Excerpt from a dataset:
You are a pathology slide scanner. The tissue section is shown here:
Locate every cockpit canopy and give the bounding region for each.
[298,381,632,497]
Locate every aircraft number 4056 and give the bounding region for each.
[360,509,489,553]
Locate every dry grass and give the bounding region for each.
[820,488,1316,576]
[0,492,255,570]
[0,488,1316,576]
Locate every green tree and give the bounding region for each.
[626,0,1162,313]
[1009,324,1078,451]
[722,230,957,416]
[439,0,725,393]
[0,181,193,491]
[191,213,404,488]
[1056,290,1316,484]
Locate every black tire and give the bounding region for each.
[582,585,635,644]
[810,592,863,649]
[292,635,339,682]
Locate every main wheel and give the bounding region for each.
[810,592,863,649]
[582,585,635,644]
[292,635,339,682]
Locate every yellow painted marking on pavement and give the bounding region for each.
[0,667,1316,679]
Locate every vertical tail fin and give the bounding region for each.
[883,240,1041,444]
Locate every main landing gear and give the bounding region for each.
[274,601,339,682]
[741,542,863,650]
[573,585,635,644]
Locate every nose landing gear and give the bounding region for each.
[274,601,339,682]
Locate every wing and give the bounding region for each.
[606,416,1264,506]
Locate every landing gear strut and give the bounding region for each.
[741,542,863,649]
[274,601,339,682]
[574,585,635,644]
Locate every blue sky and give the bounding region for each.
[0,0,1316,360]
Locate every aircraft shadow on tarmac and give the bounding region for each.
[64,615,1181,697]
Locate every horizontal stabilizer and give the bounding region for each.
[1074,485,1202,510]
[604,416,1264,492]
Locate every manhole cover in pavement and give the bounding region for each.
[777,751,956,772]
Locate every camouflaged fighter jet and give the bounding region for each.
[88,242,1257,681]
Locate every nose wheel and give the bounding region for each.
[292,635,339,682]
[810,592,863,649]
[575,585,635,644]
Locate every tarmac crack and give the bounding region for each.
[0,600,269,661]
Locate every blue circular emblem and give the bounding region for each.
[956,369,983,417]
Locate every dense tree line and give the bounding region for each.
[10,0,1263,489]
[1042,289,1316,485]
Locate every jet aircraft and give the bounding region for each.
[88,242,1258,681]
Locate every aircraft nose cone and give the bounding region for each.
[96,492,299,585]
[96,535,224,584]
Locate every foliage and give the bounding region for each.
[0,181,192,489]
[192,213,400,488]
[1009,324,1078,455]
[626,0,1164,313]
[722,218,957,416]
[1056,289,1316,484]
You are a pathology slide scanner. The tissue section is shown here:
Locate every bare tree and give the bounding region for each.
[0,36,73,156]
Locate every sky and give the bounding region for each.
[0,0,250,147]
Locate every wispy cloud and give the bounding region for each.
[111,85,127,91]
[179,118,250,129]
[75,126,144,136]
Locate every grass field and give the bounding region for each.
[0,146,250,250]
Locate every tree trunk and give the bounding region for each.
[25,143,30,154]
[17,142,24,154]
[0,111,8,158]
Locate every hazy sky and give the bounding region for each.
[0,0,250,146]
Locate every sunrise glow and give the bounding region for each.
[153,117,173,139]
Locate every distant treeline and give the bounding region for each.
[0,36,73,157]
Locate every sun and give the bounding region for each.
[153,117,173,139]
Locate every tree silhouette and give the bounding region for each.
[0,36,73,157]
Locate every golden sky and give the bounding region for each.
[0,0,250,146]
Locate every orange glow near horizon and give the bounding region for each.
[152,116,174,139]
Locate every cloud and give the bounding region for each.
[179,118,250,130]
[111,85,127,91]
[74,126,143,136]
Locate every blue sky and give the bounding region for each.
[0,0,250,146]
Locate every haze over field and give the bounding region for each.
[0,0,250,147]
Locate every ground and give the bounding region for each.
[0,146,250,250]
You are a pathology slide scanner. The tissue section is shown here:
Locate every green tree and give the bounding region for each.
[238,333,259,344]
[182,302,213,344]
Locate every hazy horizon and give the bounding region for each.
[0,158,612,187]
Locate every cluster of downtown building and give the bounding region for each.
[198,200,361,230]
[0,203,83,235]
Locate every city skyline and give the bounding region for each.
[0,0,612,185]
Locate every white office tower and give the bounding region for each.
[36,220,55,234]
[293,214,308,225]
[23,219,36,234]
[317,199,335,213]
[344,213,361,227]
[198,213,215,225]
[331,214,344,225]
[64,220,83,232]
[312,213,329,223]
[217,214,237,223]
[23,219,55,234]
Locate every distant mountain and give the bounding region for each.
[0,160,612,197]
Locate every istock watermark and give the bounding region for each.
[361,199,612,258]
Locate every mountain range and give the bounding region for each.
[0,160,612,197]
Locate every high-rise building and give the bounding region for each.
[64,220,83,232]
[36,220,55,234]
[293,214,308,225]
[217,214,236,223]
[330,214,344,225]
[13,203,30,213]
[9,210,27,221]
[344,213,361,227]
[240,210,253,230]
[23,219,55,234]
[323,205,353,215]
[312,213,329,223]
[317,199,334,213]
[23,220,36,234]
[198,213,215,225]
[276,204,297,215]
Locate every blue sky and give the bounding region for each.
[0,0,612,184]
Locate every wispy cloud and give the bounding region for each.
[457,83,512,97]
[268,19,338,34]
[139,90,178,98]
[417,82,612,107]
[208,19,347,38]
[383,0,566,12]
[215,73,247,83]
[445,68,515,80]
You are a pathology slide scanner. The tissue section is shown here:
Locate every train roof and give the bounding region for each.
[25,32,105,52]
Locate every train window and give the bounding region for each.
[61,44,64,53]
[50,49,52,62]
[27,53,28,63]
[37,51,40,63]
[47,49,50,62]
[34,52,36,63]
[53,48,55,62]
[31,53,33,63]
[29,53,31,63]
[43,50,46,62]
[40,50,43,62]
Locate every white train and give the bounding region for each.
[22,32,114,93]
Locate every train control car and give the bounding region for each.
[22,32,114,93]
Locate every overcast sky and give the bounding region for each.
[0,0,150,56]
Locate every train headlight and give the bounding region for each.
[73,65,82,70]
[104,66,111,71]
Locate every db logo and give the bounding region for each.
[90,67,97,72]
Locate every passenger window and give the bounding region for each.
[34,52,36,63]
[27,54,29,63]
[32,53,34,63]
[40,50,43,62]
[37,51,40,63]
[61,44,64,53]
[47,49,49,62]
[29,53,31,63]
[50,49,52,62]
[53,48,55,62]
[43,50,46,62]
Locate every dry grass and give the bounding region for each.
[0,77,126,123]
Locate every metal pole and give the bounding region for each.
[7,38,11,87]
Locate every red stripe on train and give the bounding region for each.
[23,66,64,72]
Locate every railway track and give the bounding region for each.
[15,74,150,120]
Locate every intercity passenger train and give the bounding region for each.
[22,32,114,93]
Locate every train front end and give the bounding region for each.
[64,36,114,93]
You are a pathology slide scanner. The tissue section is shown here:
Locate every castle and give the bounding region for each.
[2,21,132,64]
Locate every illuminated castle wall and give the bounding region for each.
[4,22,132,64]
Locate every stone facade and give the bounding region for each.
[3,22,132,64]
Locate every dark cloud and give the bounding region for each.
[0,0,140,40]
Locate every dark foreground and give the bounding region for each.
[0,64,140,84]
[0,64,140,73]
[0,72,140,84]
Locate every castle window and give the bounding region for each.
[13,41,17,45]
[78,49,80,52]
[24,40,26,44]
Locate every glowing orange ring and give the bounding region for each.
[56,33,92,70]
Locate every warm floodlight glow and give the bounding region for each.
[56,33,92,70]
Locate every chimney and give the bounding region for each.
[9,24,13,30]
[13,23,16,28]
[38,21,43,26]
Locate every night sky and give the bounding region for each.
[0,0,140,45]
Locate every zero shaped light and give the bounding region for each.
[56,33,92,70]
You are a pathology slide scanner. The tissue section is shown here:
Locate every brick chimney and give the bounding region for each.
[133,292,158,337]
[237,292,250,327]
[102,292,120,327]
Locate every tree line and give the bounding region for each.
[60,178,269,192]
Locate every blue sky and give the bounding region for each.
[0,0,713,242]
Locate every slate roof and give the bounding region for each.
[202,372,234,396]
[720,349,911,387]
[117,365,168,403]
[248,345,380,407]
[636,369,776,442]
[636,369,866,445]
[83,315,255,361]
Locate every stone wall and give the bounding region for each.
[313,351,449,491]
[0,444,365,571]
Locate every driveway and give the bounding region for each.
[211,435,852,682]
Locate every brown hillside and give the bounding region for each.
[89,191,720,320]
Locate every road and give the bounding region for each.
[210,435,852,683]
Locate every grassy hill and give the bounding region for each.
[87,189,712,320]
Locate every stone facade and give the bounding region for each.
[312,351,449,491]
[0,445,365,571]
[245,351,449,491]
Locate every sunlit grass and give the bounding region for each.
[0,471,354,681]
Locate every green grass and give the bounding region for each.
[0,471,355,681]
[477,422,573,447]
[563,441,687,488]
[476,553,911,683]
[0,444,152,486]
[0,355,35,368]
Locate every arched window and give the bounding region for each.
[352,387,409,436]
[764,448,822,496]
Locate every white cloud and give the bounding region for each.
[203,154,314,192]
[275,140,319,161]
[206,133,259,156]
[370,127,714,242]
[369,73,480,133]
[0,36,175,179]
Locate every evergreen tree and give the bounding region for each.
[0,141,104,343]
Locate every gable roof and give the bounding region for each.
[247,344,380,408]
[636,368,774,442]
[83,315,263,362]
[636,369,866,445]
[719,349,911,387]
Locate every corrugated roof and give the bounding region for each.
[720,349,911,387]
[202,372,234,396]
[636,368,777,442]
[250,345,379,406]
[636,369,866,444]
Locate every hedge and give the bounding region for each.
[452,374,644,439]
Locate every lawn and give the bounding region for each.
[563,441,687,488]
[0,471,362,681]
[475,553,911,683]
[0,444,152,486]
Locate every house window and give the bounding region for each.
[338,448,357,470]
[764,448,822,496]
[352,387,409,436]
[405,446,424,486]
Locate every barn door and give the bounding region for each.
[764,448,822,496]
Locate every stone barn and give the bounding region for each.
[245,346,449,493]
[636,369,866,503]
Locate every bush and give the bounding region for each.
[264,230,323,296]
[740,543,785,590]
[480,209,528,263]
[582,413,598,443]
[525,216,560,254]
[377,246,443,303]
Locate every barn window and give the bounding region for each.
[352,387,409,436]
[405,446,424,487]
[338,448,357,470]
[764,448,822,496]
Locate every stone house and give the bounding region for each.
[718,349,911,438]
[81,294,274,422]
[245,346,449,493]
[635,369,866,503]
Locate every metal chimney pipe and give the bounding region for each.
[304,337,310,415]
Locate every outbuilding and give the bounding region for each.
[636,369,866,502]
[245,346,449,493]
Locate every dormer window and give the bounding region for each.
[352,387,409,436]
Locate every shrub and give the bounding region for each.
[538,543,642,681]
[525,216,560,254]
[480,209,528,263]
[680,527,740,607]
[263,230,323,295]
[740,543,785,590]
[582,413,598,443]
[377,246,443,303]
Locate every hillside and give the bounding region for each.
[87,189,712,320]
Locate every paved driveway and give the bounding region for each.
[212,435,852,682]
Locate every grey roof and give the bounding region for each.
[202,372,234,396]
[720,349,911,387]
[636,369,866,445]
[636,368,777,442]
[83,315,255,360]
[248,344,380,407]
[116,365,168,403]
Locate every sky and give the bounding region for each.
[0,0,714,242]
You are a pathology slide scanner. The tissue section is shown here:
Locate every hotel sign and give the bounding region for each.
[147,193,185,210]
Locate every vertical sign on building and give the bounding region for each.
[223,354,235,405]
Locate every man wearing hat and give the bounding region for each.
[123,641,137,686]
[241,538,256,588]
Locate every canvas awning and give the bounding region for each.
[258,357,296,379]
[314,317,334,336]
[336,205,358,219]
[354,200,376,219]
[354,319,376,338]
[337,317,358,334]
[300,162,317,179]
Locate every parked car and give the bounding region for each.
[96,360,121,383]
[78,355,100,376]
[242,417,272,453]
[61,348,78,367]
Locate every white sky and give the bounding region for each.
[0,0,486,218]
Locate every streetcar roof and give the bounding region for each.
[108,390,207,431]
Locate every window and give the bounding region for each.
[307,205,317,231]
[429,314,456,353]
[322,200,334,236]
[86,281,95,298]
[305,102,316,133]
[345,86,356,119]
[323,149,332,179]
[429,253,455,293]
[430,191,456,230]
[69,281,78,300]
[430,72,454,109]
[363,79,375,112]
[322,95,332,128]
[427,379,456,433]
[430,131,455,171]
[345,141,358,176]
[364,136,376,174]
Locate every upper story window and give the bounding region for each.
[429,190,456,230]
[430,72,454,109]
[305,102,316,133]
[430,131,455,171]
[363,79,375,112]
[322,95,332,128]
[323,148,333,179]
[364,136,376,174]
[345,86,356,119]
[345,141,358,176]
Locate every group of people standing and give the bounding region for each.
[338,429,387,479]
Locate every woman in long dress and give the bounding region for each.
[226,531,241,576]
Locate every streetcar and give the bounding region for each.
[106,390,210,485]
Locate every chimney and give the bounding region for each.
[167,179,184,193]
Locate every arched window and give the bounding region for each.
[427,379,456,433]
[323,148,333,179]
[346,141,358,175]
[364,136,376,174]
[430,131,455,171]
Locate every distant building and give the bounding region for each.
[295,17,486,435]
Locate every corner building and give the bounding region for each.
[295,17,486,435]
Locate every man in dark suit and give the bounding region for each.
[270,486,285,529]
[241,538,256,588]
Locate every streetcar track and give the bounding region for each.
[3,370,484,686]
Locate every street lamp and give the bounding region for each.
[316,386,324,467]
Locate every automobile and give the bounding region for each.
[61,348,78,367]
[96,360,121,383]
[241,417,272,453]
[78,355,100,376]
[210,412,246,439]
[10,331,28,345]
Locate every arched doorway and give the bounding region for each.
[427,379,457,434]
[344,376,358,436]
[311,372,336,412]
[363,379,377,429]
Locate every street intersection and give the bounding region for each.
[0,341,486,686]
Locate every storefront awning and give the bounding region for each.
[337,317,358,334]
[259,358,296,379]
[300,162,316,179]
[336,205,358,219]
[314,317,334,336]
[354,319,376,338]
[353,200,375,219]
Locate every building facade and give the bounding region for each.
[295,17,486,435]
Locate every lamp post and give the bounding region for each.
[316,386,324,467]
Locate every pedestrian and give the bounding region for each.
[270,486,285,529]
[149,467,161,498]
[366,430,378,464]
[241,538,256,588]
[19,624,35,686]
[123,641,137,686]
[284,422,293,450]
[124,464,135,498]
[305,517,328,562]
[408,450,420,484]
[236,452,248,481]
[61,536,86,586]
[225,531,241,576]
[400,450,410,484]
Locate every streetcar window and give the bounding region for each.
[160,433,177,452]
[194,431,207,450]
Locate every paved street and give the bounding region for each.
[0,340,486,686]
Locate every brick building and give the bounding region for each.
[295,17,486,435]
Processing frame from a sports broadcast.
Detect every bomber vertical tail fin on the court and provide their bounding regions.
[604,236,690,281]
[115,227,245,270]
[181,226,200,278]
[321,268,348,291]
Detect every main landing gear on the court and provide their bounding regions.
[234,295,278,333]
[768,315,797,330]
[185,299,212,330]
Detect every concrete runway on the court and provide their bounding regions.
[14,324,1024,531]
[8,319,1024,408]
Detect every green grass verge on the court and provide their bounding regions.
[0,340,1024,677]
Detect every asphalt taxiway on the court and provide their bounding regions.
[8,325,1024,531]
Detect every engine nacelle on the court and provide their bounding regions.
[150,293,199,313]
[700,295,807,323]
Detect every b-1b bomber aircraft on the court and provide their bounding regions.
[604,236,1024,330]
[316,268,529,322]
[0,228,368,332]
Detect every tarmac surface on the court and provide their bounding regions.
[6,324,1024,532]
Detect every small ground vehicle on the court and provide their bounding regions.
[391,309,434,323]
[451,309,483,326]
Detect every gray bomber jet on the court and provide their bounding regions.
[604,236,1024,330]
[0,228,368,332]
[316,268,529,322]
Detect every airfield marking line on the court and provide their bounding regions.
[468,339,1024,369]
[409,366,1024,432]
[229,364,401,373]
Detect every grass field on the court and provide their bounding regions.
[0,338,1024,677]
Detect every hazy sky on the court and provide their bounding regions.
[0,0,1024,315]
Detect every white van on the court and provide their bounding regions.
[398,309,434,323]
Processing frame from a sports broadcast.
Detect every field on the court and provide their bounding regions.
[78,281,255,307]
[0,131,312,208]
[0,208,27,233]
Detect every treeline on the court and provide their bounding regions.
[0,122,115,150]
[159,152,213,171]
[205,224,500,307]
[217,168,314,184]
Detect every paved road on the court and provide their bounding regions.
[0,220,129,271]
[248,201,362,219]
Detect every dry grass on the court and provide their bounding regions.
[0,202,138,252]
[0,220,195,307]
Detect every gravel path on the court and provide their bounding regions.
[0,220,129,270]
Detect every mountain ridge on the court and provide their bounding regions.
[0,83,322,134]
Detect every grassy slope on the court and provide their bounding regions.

** Exercise **
Scale the part of the listing that opens with the line containing "Locate every street intersection" and closes with the line containing "[451,309,483,326]" by multiplying every bounding box coordinate by 0.4 and rounding to whole numbers, with halves rounded up. Give only those lines, request lines included.

** The completed task **
Locate every street intersection and give the bounding region for each.
[0,136,194,274]
Locate every storefront awning and give the bounding region for each.
[135,127,143,134]
[104,143,118,152]
[120,65,126,72]
[134,82,143,88]
[126,127,134,134]
[142,128,150,135]
[141,80,150,88]
Locate every building facade and give the bounding region for each.
[118,7,194,174]
Locate every lamp post and give the bounding region for each.
[126,154,130,187]
Locate every pedestrian and give the bounding region for each.
[108,194,114,212]
[60,187,64,199]
[146,172,151,186]
[96,215,102,235]
[8,250,14,274]
[49,256,55,274]
[114,169,117,180]
[50,186,54,199]
[122,207,131,225]
[163,180,168,194]
[94,181,99,192]
[24,214,34,234]
[90,212,96,230]
[160,180,164,194]
Locate every streetcar window and give the bounding region for each.
[64,173,71,181]
[78,172,83,180]
Locate every paved street and give the bounding region for each.
[0,136,194,274]
Locate every brick building and give the bounding region for each.
[118,7,194,174]
Processing frame from a sports broadcast.
Detect every bomber vertical tail fin on the court and provide their bounding regions.
[242,94,276,112]
[46,91,98,108]
[72,90,80,111]
[128,107,139,116]
Detect every main landing gear on the court and provide their bounding regions.
[94,118,111,133]
[307,126,319,132]
[74,120,85,132]
Detect every concrete runway on the court and provide their bounding regions.
[6,130,410,212]
[3,128,410,163]
Detect every green grass verge on the court and provide their bounding regions.
[0,136,410,271]
Detect every asphalt taxiway on the court and provide their bounding regions.
[3,130,410,212]
Detect every engine nacelle on the court and provide their bounding regions.
[60,117,80,125]
[280,118,323,129]
Detect every b-1b bomber aircraft on the court and provide their bounding regions.
[242,94,410,132]
[126,107,212,129]
[0,91,147,133]
Detect every tarmac surface on the court and provide their bounding regions.
[2,130,410,213]
Detect every small ground vehicle on the court and provide their bounding regions.
[156,124,174,129]
[180,124,193,130]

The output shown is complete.